══ Data lines

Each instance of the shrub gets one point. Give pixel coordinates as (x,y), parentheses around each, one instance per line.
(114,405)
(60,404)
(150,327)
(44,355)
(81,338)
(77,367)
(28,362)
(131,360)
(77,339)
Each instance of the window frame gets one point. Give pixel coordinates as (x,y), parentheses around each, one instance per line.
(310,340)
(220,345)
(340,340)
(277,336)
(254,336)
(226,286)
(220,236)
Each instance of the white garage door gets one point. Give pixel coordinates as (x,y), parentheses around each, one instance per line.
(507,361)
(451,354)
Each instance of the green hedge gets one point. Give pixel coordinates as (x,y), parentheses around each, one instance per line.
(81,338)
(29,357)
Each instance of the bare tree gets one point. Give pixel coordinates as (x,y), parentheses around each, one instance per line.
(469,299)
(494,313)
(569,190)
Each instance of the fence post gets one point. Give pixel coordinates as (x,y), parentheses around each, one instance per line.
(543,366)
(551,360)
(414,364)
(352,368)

════
══ Data lines

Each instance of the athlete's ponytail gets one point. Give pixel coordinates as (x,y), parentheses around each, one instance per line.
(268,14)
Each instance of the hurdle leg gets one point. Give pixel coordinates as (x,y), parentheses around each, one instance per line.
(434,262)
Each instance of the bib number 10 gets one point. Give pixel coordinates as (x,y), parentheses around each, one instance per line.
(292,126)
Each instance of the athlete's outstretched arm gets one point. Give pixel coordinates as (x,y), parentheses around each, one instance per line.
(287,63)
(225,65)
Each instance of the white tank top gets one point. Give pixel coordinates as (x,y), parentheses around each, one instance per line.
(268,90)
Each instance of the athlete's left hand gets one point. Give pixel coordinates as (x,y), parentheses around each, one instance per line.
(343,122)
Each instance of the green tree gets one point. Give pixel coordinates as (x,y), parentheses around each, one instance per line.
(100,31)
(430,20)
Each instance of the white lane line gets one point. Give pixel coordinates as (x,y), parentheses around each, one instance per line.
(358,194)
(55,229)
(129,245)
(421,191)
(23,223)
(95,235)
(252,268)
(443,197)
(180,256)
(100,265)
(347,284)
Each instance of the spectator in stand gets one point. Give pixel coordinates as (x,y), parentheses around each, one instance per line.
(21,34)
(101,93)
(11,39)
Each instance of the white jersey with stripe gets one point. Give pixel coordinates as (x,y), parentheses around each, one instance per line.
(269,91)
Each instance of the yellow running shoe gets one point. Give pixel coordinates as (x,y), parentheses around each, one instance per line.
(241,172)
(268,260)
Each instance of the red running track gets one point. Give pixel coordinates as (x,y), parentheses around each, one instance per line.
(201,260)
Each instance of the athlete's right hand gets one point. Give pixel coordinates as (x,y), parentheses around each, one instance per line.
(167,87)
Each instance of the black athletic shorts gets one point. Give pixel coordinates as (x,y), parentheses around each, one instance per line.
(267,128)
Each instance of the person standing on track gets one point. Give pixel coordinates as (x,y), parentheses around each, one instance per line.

════
══ Data lines

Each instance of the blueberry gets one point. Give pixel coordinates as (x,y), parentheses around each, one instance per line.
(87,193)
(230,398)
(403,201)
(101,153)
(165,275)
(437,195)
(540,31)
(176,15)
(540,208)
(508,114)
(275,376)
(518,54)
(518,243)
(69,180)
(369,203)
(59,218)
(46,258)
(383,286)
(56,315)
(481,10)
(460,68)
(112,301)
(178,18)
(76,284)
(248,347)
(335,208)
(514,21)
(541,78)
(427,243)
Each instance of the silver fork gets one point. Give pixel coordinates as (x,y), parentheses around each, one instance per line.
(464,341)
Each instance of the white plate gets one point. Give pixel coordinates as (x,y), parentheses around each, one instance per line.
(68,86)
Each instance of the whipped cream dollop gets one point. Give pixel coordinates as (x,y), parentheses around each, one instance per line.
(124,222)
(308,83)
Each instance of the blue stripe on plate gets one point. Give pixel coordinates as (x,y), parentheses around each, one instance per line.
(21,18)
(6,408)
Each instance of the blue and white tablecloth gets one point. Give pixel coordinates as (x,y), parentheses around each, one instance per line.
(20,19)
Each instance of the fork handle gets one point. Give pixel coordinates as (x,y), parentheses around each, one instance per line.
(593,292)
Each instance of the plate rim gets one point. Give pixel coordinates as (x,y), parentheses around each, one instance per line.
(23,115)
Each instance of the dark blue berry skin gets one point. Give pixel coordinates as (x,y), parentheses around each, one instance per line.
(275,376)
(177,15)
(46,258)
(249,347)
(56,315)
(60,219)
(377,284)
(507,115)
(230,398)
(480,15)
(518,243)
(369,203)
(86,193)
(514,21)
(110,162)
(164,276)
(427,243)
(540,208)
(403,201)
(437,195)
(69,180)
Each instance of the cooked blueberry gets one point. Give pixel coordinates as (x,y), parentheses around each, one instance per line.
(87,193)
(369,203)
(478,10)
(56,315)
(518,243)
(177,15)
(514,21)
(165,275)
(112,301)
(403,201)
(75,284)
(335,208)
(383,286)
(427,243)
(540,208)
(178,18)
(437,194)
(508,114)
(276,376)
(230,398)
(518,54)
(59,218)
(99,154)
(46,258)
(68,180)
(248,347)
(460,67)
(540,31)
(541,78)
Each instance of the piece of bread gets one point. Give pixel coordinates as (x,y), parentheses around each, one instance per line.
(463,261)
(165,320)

════

Short problem » Express the lines from the one containing "Each instance of the red" through the one containing "Each instance of the person", both included, as a Markdown table with the columns Index and Text. Omit blank lines.

Expected answer »
| Index | Text |
|---|---|
| 1 | Each instance of the red running track gets one point. Give pixel coordinates as (x,y), parentheses around each, one instance per line. |
| 2 | (201,260) |
| 3 | Each instance of the athlete's right hand gets one point. Give pixel coordinates as (x,y), parentheses around each, one instance per line. |
| 4 | (167,87) |
| 5 | Each instance of the black athletic shorts gets one point. Give pixel coordinates as (x,y), parentheses around each, one instance per line. |
| 6 | (267,128) |
| 7 | Each instance of the person standing on track gets one point. Give pixel coordinates as (x,y), parentheses around each, one instance per line. |